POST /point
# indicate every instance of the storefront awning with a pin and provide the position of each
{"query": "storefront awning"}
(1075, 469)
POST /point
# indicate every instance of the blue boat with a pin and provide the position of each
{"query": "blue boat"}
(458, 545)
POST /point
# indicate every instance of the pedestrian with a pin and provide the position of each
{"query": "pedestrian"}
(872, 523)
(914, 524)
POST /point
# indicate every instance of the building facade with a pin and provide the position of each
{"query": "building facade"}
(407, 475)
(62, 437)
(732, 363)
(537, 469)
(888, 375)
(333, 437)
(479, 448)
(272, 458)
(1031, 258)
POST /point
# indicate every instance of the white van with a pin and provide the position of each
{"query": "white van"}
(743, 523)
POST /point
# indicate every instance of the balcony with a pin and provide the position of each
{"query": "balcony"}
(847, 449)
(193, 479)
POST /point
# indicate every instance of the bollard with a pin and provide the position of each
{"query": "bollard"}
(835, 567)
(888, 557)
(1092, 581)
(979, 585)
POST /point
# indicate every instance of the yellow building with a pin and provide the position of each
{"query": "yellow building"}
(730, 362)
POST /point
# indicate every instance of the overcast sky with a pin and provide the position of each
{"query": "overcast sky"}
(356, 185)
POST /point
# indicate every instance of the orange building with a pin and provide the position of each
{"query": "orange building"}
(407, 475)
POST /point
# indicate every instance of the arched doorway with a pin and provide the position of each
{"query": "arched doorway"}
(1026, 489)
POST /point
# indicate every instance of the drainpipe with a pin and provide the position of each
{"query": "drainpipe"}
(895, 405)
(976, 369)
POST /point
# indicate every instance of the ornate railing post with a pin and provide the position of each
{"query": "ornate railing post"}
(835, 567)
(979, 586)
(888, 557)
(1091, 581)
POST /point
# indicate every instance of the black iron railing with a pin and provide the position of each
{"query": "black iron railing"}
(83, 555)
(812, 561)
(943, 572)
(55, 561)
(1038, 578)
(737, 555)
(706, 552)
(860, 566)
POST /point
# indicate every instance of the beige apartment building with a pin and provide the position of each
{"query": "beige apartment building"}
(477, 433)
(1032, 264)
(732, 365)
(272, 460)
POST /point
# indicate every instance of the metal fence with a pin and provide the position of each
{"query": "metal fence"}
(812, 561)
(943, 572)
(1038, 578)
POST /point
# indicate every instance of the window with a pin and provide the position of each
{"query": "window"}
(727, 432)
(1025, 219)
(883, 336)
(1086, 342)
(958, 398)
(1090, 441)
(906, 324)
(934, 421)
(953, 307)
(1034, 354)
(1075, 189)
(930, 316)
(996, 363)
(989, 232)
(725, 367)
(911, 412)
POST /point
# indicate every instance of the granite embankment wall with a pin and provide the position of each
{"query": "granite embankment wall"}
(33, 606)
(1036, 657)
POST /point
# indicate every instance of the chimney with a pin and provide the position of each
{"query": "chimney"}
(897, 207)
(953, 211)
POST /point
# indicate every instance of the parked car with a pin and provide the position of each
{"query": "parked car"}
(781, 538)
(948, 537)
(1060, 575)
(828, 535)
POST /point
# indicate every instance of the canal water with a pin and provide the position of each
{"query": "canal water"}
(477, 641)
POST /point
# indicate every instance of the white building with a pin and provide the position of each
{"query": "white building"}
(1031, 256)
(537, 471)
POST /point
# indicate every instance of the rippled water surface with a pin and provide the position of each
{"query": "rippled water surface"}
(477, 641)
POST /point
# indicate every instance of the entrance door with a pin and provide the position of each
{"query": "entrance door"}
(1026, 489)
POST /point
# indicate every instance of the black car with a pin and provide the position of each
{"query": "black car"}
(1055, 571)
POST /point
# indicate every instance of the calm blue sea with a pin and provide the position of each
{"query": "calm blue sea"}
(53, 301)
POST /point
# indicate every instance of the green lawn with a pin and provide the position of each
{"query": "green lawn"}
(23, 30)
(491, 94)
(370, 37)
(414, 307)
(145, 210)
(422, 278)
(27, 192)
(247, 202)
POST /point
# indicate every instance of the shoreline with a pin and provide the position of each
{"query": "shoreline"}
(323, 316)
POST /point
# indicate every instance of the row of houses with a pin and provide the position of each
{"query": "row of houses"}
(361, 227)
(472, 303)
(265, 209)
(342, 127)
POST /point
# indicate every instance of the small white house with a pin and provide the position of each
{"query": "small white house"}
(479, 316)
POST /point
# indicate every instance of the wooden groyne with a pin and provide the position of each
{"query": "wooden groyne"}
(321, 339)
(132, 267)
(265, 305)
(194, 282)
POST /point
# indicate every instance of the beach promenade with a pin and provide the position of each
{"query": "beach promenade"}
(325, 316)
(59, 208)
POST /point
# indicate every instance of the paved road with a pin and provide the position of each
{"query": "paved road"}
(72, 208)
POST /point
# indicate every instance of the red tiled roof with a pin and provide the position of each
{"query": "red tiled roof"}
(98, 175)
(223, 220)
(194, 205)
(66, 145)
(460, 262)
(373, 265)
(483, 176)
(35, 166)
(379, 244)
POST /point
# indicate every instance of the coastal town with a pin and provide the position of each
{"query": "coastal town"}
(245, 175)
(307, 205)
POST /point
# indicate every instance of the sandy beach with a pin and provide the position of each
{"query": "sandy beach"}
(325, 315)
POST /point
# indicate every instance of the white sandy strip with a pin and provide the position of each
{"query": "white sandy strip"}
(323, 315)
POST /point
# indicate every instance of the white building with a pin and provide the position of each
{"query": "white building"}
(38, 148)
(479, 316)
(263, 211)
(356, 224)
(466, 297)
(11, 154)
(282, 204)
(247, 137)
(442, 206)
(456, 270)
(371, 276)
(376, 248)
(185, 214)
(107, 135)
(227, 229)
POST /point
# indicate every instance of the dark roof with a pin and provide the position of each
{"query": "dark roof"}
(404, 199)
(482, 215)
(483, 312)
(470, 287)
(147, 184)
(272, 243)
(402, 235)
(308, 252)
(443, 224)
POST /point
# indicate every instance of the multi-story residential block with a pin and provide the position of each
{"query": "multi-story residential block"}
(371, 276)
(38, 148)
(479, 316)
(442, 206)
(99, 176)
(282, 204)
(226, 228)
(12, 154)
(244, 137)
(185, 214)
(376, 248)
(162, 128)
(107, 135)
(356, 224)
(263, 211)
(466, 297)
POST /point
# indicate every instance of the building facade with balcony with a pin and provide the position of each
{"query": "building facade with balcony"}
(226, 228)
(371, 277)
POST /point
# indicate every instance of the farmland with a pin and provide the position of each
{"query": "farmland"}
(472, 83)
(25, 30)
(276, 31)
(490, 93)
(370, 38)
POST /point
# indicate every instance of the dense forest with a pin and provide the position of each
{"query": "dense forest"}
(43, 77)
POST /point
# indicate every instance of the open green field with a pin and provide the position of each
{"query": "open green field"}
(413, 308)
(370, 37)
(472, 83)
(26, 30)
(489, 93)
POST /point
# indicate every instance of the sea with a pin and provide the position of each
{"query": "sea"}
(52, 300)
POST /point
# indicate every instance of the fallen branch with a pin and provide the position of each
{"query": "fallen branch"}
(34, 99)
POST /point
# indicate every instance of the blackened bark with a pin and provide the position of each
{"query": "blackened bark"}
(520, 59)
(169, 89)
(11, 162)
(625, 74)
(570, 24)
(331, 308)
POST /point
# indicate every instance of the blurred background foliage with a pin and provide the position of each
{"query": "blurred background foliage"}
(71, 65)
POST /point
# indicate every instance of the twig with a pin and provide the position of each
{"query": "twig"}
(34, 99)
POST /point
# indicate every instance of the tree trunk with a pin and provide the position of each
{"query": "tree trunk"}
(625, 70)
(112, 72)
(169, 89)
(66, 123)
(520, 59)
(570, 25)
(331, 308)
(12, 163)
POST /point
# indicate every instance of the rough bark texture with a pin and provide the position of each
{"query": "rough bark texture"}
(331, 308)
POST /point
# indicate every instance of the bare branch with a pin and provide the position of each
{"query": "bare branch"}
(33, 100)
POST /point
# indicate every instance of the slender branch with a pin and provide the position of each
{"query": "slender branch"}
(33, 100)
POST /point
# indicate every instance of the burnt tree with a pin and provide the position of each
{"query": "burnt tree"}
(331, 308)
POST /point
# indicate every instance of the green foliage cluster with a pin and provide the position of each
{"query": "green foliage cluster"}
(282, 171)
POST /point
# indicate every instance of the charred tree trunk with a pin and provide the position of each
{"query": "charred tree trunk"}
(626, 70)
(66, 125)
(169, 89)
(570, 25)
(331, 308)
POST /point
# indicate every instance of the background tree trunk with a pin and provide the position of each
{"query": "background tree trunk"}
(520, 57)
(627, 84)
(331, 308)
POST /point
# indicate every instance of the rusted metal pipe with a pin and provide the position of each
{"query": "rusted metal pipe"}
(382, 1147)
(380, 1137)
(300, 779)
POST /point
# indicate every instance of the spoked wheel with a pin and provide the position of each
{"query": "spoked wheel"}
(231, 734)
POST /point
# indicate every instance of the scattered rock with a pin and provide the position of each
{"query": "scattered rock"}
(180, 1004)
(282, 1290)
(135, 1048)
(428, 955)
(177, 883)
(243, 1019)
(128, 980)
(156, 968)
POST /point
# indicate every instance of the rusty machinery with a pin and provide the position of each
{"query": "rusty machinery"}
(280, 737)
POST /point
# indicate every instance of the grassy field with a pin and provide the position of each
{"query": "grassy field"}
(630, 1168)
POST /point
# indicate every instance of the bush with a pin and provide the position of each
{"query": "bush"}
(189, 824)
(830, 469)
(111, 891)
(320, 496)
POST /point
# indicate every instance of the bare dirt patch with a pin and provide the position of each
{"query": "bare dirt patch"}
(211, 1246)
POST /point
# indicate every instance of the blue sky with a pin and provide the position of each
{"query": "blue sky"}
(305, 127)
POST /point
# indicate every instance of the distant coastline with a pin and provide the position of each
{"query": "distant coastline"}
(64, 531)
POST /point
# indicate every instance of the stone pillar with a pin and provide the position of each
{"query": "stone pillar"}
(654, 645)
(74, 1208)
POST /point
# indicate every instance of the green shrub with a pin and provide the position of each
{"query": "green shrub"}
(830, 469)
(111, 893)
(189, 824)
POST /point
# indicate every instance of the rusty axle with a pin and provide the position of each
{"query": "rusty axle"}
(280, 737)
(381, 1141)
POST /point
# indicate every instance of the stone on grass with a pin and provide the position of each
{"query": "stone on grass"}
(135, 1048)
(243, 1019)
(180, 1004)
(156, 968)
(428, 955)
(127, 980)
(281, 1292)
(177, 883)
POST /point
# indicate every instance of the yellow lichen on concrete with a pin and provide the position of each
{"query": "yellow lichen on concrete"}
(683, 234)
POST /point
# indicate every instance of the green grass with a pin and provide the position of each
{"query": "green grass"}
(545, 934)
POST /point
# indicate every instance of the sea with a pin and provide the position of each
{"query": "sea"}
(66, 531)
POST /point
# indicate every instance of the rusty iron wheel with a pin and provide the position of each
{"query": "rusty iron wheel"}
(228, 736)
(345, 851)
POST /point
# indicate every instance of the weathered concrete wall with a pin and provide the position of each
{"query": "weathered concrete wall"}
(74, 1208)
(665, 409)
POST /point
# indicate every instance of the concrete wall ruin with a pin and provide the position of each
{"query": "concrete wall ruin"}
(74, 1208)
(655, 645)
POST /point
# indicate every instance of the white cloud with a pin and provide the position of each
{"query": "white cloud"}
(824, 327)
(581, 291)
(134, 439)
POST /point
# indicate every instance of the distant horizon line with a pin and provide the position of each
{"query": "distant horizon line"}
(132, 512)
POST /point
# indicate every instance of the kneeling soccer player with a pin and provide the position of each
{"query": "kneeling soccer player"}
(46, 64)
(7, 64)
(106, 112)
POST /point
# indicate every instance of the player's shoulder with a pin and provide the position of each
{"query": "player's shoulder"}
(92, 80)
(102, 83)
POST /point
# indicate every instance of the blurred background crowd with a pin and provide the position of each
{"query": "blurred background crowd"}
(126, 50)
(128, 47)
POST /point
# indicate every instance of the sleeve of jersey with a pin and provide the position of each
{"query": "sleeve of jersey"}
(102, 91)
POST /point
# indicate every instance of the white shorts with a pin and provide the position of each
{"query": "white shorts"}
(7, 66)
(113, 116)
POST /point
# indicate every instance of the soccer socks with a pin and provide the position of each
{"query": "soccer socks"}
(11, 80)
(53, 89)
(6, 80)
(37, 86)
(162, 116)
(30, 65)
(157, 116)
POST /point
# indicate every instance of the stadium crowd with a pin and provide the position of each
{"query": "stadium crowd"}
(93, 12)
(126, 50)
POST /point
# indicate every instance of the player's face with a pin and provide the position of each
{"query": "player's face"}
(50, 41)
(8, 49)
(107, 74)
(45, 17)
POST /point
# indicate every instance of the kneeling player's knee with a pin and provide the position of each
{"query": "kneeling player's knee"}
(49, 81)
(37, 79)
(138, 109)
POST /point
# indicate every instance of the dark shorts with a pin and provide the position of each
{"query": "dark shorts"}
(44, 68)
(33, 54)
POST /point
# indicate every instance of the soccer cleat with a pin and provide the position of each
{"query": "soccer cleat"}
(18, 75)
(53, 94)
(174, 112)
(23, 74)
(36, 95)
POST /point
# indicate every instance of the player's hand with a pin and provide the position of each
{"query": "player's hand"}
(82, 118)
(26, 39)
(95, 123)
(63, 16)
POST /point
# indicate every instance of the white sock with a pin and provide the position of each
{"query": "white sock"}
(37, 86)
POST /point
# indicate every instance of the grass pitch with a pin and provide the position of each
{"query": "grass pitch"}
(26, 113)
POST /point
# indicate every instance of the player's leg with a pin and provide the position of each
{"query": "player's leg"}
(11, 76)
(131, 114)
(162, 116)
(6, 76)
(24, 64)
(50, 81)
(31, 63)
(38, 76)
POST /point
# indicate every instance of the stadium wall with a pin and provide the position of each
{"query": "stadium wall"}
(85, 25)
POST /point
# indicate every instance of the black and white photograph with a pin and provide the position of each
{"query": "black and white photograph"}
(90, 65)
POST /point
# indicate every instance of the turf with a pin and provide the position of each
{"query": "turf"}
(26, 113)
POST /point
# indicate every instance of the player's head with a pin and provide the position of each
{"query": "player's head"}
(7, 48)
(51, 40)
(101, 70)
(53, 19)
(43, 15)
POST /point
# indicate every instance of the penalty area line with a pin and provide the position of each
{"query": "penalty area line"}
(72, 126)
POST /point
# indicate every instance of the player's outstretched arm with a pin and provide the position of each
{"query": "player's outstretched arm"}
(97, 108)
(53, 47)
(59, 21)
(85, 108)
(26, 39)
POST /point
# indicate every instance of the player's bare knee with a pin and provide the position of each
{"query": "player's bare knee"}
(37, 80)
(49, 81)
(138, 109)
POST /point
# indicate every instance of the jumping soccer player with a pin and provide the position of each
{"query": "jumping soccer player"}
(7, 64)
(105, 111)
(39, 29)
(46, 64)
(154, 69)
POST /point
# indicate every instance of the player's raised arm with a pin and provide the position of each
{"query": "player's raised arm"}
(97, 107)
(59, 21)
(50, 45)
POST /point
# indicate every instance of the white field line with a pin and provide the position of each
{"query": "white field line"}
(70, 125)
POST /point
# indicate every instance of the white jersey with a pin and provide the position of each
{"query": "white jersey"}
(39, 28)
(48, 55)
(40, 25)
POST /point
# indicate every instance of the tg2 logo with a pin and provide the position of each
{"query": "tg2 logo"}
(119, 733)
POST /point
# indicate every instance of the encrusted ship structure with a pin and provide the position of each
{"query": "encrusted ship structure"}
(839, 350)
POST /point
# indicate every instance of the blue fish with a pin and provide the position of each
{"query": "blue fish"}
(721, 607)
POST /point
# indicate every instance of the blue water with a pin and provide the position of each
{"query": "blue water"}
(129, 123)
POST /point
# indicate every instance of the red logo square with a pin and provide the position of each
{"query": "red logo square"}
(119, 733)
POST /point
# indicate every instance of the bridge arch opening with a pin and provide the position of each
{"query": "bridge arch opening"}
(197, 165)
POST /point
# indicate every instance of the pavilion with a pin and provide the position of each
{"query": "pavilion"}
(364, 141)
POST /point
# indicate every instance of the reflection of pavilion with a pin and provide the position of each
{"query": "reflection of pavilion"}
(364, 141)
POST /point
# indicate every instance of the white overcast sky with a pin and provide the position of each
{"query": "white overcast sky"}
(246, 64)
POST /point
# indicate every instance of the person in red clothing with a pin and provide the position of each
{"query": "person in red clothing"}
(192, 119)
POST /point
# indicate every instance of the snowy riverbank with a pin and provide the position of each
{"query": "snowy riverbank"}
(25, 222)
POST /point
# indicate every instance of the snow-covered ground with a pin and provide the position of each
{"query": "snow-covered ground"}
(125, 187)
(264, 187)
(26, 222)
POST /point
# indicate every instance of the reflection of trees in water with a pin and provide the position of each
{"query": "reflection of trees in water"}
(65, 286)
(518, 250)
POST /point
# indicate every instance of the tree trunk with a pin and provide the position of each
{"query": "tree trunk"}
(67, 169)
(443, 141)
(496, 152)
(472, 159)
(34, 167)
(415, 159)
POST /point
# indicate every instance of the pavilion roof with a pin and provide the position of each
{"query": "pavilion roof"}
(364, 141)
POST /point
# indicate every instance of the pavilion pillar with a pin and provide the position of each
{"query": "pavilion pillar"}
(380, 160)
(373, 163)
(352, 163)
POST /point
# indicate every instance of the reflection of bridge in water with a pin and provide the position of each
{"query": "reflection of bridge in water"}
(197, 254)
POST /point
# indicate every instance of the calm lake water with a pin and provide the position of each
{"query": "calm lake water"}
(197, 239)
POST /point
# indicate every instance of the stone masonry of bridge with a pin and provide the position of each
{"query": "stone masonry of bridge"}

**Exercise aim:** Find the word "masonry" in the entries and show each line where it is found.

**Exercise output:**
# indicate every instance of the stone masonry of bridge with a pin and provide the position of each
{"query": "stone masonry of bridge"}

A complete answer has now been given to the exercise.